_Try it:_ List each line as a string in a JSON array, skipping blank lines. Include only the lines from the one containing "The order of" through the one containing "positive clicks: (166, 438)", both included.

_Information given:_

......

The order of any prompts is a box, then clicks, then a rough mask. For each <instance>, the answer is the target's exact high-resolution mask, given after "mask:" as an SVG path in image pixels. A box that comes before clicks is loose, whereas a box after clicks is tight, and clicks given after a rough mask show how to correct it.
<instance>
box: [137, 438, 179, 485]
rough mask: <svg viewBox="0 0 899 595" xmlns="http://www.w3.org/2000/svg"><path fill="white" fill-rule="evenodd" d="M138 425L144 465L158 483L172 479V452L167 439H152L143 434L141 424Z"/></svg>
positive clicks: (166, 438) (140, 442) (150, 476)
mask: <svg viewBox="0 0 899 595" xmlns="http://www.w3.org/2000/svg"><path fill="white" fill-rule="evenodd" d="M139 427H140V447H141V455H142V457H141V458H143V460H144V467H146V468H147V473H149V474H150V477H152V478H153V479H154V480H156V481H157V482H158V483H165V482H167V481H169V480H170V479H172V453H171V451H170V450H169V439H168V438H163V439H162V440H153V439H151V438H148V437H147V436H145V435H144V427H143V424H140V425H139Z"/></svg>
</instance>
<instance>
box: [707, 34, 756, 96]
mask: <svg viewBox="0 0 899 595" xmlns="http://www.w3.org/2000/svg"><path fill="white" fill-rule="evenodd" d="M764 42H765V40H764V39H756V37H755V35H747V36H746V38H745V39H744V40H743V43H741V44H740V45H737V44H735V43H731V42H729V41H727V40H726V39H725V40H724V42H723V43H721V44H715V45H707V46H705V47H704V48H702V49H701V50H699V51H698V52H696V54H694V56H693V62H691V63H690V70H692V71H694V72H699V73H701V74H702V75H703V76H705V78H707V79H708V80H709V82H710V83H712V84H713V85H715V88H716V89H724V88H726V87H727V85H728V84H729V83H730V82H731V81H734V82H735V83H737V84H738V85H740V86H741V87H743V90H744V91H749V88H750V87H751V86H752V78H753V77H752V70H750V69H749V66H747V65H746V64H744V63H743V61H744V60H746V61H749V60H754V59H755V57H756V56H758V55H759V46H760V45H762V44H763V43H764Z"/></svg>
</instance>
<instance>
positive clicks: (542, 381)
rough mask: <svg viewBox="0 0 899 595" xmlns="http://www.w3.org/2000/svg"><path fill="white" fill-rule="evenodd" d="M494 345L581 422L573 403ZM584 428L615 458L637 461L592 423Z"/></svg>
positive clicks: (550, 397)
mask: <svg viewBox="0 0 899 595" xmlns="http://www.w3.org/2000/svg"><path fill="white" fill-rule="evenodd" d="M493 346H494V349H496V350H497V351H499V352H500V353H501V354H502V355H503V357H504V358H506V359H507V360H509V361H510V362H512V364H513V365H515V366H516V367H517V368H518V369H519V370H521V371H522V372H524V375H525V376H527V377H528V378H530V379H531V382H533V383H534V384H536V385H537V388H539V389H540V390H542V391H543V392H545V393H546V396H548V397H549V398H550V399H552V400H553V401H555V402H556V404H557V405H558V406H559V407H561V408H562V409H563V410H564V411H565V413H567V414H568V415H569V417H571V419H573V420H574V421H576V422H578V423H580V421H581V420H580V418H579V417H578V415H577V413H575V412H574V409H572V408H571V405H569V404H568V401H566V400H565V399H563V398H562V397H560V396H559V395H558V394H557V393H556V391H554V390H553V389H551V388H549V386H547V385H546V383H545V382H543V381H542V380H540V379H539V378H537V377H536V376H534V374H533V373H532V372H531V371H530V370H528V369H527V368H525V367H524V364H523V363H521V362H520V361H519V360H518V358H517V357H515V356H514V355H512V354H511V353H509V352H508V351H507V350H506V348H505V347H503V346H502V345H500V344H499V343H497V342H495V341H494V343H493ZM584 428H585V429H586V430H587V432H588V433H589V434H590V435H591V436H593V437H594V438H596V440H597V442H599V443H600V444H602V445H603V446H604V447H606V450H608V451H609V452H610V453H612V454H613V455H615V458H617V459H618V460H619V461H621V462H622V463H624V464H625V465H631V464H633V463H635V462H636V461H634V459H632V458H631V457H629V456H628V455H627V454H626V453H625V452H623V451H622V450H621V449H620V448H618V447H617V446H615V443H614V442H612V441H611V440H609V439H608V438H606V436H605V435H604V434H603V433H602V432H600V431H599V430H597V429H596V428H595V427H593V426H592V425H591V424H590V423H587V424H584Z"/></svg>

......

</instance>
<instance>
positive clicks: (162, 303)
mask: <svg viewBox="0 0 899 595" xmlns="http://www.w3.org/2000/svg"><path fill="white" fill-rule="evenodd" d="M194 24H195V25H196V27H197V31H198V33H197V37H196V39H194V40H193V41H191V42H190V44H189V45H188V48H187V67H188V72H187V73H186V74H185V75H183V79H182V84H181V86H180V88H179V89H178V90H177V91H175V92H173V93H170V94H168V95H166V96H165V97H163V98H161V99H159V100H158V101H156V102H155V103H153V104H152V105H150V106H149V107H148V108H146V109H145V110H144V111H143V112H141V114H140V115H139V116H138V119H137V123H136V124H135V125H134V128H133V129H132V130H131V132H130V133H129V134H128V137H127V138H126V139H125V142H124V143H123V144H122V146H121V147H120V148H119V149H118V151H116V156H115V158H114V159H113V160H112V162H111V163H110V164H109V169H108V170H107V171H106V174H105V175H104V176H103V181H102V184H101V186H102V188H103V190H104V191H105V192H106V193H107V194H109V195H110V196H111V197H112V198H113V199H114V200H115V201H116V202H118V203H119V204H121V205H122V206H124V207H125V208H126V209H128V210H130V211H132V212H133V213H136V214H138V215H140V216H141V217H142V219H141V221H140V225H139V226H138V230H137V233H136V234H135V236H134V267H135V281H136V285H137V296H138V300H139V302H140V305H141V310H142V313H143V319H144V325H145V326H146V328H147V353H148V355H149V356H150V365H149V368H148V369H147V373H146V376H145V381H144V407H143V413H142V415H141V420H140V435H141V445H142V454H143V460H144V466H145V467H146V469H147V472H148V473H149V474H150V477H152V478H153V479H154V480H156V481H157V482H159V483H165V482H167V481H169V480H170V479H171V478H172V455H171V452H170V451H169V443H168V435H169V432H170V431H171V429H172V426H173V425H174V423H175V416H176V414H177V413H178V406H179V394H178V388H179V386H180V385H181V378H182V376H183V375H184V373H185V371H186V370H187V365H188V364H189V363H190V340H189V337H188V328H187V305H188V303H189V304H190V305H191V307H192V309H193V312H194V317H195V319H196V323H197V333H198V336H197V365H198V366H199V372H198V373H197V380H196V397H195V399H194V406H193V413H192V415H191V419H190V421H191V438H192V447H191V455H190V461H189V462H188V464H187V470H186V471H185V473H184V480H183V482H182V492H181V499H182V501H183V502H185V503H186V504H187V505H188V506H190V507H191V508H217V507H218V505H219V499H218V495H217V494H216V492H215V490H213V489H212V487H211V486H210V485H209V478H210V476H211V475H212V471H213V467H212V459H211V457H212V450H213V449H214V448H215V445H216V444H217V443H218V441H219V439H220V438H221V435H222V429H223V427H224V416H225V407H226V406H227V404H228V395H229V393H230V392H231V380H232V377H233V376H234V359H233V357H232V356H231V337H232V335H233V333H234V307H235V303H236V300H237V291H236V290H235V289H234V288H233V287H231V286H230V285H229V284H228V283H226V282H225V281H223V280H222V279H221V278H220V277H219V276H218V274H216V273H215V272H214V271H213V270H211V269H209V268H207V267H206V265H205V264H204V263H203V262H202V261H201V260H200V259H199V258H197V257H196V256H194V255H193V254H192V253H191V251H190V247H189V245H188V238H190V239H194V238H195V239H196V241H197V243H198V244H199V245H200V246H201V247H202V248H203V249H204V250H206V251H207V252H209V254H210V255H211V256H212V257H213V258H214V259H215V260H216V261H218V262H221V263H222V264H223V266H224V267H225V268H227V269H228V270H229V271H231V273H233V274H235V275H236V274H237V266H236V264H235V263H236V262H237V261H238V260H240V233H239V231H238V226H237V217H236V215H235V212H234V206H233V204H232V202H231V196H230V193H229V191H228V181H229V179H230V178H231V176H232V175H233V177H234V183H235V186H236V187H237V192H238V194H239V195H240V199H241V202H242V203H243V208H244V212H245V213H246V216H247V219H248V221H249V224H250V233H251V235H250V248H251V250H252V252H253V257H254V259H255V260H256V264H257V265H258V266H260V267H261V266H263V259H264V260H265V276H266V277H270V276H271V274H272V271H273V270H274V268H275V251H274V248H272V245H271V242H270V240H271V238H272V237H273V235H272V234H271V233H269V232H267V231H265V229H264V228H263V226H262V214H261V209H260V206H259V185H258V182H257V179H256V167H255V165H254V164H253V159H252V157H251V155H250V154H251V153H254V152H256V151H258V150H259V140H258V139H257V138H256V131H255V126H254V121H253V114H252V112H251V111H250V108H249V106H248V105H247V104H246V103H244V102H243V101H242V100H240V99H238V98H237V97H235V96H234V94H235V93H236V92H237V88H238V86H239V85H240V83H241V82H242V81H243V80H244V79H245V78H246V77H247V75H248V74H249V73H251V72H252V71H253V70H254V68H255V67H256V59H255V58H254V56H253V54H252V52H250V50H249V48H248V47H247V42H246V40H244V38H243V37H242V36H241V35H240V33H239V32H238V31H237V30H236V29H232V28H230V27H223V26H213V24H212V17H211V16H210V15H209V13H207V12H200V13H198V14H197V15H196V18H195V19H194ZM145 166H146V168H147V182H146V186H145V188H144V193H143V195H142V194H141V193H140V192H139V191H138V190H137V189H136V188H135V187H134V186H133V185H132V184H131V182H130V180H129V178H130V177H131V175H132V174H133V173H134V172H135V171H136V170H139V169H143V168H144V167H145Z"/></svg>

......

_Written solution:_
[
  "The order of any prompts is a box, then clicks, then a rough mask. For each <instance>, the answer is the target's exact high-resolution mask, given after \"mask:\" as an SVG path in image pixels. A box that comes before clicks is loose, whereas a box after clicks is tight, and clicks given after a rough mask show how to correct it.",
  "<instance>",
  "box: [137, 438, 179, 485]",
  "rough mask: <svg viewBox=\"0 0 899 595\" xmlns=\"http://www.w3.org/2000/svg\"><path fill=\"white\" fill-rule=\"evenodd\" d=\"M138 425L144 465L158 483L172 479V452L167 439H152L143 434L141 424Z\"/></svg>",
  "positive clicks: (166, 438) (140, 442) (150, 476)"
]